Answer these questions from the post about a physiotherapist's hamstring injury:
(a) What had the colleague played on the Sunday before she came to work sore?
(b) By what score did her school beat the author's alma mater in the semi finals?
(c) Which two muscles was she very sore in when the author treated her on Monday?

(Beginning of DOCUMENT SECTION)

Monday, November 21, 2016

Even Physiotherapists Get Injured

Message from my colleague
Here's another patient case study, except it's not a patient in our clinic but one of my colleagues.

She came to work last Monday (14/11/16) complaining of extreme soreness and and pain in her right hamstring. She had played a soccer match on Sunday and she messaged me on Sunday night saying she can't straighten her knee and that her hamstrings feel super tight and painful.

Walking and most activities of daily living weren't a problem. Could still treat patients at work. Definitely too sore to run. Light cycling on stationary bike with light resistance made it more bearable.

Now my colleague is a 24 years young and active physio and a devastatingly effective striker in her junior college days. Her school beat my alma mater's team 10-1 in the semi finals of the tournament seven years ago and she bagged a hat trick in that match.

Earlier in the year when I introduced her to a physical education teacher from the beaten school, he instantly remembered the trashing and was in awe of her. Still famous seven years after that game.

Anyway, I treated my colleague last Monday (14/11/16), made sure her injury was only in her hamstrings and not referring from her lumbar spine. She was very sore in her right Adductor Magnus and Semitendinosus muscle.

We both agreed it was more a stretching type hamstring injury than a high speed type running injury to her hamstrings.

On Tuesday (15/11/16) she was only slightly better and I got another colleague to treat her as I was working that day at Physio Solutions.

Over the next couple of days we left it alone and this was what showed up in her hamstrings on Friday 18/11/16.
Check out the bleeding 
She had a minor hamstring tear! That's why she was feeling so sore and painful initially. Well, we all learn from our experiences. We would never have guessed it was a minor tear if this didn't show up.

(End of DOCUMENT SECTION)
(Beginning of DATASET)

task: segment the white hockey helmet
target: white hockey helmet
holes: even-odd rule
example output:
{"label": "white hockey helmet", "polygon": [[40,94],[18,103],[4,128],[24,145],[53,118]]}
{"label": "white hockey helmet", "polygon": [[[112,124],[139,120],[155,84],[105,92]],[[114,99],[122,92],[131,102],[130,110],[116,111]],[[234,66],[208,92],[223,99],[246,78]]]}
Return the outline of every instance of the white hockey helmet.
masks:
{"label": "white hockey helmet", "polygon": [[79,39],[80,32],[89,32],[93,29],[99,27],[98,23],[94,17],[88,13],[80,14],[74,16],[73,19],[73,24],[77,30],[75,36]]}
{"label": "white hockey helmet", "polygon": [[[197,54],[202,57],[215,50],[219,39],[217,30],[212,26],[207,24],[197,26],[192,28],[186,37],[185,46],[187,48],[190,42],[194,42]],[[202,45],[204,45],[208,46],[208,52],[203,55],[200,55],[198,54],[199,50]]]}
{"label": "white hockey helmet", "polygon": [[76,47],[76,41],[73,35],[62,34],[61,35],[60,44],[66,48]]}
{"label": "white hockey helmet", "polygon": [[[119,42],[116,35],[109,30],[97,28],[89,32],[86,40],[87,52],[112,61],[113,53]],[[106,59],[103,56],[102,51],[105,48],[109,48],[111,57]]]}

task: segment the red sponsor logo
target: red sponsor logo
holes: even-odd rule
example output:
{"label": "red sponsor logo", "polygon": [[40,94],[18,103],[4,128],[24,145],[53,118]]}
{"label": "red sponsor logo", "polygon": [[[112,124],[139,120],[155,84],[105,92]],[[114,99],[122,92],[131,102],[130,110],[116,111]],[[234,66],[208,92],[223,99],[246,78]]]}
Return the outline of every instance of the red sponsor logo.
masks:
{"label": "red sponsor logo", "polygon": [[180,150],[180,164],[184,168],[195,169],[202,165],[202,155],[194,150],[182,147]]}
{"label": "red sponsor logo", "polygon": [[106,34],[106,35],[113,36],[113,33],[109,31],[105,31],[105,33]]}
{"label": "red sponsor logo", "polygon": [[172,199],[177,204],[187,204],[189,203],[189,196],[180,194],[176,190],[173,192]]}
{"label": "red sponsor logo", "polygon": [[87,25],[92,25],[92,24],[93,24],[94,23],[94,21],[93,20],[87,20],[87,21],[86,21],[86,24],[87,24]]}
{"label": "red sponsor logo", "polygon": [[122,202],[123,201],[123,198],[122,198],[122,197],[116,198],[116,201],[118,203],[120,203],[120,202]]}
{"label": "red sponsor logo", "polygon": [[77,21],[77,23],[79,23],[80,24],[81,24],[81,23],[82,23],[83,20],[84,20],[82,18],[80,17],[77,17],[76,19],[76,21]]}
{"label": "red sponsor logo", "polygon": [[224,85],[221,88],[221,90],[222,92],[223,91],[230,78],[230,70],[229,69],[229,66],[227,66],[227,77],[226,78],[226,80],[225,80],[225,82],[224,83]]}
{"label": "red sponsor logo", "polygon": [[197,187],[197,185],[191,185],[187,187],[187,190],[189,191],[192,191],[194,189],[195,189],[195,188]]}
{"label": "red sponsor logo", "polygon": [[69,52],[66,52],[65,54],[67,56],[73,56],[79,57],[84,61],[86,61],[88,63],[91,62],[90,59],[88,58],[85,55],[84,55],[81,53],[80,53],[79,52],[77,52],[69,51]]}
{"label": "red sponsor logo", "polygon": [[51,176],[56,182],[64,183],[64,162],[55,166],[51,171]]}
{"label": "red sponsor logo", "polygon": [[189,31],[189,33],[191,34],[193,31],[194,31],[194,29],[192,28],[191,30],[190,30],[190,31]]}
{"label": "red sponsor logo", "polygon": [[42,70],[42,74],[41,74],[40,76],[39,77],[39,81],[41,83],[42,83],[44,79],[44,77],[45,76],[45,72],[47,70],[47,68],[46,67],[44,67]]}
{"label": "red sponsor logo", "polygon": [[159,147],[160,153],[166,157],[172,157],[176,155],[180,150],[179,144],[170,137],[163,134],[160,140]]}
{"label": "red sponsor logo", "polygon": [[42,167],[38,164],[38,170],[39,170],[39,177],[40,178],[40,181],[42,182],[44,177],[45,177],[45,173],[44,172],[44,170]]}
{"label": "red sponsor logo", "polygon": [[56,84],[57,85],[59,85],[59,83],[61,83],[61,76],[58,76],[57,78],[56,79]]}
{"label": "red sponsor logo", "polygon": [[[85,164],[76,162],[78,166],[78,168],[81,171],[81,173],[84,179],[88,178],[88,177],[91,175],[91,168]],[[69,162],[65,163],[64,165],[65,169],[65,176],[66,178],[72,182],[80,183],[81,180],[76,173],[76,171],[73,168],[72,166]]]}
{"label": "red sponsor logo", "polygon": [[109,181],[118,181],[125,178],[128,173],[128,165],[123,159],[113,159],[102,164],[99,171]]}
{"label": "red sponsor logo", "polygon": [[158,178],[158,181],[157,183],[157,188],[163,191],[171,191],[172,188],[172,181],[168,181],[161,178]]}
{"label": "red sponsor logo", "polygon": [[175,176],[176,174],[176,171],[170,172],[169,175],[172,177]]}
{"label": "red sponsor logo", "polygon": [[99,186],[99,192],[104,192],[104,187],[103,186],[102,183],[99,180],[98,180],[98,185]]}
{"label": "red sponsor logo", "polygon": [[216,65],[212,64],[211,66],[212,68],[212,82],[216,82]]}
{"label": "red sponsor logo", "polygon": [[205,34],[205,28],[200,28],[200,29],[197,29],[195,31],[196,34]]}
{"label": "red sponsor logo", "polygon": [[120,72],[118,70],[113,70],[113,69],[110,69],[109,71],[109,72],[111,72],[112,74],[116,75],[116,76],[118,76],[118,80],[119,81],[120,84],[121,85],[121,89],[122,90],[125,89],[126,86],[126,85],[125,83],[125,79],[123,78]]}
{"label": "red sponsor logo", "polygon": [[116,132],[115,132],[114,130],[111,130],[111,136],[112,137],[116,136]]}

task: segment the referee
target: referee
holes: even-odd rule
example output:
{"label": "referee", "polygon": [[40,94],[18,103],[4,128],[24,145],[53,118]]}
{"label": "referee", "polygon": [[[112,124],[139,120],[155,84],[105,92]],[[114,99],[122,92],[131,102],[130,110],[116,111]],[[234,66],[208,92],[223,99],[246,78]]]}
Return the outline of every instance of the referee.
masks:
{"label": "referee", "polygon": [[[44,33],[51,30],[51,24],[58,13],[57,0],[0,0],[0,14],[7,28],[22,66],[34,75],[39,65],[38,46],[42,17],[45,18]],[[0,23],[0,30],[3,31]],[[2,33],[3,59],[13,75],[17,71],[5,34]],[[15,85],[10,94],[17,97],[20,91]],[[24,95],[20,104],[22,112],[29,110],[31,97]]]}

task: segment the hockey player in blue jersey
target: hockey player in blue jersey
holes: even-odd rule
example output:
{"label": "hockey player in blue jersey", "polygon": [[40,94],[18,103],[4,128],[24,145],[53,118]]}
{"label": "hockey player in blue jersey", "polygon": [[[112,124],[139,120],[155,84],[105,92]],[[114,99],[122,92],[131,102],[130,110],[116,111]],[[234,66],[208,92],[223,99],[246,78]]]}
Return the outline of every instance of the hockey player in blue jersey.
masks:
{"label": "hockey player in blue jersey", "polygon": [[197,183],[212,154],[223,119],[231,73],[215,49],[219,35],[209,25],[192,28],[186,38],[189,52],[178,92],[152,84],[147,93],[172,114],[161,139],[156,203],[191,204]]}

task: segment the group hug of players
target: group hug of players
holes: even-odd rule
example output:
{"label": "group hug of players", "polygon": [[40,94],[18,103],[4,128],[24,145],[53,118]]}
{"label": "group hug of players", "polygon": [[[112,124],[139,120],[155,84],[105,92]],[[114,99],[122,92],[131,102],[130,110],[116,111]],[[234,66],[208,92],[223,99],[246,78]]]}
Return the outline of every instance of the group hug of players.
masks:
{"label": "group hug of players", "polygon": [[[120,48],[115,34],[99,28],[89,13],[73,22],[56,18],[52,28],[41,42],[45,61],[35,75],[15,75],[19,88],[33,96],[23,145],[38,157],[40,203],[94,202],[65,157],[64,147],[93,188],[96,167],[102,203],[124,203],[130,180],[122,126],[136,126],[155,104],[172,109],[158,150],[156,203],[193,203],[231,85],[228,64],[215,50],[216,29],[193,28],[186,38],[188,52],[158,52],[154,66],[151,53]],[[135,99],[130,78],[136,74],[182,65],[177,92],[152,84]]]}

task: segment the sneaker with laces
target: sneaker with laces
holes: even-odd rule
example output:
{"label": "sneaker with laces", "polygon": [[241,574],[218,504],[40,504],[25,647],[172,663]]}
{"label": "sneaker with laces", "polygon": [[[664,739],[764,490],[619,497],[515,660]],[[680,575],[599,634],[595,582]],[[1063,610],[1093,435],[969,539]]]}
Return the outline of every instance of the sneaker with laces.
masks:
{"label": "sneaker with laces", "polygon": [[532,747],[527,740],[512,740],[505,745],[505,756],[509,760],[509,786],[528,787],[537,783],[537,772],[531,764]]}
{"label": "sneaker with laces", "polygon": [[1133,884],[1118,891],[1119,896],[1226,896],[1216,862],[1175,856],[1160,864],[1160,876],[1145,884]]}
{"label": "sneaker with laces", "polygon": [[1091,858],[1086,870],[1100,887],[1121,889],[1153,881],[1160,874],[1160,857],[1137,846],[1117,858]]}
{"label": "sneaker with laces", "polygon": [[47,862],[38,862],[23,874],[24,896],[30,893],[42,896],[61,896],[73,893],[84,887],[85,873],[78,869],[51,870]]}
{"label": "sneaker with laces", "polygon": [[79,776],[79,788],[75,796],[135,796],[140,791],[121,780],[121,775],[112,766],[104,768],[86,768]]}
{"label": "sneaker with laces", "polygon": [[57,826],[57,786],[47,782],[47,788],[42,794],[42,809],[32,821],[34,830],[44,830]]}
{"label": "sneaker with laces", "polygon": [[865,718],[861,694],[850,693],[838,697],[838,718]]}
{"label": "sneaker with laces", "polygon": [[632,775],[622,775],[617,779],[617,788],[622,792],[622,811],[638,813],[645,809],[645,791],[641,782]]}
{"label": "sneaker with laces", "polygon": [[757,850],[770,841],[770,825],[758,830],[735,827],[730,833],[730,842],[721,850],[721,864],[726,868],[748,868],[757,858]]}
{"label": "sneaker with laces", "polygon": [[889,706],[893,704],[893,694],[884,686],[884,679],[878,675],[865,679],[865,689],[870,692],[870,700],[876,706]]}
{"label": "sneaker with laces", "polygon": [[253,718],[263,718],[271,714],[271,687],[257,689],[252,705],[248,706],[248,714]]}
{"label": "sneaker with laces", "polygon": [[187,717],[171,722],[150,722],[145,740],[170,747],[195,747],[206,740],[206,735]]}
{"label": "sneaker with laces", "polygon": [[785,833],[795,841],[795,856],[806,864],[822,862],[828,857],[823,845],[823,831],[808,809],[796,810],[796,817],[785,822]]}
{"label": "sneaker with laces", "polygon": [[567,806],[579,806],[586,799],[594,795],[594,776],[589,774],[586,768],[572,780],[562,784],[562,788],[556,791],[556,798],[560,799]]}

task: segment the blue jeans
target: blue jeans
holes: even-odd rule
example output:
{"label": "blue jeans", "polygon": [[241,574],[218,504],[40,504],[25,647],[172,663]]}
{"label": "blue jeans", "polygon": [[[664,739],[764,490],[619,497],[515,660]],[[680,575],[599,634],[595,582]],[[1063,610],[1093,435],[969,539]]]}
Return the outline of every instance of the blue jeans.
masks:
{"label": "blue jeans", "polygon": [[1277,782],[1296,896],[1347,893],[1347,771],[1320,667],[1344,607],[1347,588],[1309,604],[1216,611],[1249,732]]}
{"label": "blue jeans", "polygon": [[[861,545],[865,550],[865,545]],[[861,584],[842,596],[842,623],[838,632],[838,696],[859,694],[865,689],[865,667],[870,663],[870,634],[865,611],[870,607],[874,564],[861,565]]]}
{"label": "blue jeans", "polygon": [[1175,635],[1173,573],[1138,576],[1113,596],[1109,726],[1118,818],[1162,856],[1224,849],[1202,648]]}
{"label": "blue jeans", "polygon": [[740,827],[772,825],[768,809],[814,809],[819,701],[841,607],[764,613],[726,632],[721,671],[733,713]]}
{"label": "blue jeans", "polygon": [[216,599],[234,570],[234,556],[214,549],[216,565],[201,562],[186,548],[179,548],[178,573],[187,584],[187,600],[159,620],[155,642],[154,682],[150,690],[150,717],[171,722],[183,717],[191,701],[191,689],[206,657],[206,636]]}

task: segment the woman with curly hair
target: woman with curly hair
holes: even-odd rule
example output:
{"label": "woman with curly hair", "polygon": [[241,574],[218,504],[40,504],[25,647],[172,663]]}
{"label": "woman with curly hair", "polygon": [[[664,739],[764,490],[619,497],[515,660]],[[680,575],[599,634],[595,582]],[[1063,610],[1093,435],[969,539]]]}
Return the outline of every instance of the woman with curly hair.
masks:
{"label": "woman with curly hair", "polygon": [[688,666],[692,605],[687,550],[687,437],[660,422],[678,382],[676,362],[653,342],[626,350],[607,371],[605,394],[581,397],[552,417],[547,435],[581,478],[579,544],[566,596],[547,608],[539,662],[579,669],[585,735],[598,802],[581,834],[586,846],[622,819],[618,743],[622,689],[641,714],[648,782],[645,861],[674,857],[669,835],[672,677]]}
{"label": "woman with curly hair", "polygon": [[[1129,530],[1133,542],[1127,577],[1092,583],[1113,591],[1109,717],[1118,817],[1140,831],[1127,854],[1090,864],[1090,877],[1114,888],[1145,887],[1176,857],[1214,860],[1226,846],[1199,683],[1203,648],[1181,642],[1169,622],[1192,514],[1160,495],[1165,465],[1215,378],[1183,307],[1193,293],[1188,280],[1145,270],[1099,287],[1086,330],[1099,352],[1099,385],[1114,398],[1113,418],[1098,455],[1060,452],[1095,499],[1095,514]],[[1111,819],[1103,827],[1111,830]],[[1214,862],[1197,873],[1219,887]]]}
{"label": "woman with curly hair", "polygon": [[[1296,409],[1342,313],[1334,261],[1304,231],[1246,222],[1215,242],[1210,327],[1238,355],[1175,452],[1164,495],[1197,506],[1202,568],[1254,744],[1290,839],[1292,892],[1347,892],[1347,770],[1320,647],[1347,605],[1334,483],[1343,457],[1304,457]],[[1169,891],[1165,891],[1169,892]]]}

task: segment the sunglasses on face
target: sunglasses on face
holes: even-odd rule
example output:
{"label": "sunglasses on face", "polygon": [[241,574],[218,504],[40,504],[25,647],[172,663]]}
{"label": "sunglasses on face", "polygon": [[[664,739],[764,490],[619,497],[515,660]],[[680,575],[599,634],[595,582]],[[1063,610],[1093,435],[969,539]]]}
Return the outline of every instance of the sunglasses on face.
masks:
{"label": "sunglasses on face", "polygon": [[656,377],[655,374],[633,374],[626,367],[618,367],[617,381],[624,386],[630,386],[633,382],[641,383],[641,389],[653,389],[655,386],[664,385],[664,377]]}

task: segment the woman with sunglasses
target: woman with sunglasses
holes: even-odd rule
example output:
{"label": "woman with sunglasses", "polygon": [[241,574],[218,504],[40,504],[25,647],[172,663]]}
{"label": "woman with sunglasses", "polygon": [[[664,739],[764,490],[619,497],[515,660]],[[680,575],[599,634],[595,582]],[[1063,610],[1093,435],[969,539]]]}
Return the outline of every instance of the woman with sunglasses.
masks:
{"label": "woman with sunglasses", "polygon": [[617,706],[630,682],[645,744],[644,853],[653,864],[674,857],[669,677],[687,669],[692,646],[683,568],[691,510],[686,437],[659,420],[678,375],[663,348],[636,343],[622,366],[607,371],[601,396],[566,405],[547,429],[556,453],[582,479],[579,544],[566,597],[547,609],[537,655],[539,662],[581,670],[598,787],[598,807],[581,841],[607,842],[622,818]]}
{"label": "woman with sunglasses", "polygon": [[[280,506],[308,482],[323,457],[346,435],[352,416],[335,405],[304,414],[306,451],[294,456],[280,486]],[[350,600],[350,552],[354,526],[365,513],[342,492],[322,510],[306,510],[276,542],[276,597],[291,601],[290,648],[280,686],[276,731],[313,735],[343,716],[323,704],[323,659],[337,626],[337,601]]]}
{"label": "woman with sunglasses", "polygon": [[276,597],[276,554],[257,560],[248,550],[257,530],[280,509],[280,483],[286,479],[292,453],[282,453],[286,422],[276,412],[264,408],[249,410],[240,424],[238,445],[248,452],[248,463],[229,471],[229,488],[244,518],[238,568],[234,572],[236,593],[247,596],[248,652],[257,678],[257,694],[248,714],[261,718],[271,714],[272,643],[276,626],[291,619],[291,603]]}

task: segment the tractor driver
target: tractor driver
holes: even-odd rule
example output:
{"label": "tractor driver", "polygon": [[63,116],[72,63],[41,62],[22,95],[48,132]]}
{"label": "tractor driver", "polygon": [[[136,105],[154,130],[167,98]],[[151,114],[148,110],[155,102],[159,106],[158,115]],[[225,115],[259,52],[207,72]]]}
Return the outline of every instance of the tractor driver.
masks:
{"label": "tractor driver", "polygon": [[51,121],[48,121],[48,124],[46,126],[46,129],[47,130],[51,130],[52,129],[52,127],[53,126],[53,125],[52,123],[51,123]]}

(End of DATASET)

◆ OUTPUT FOR THIS TASK
(a) A soccer match.
(b) 10-1.
(c) Her right Adductor Magnus and Semitendinosus muscle.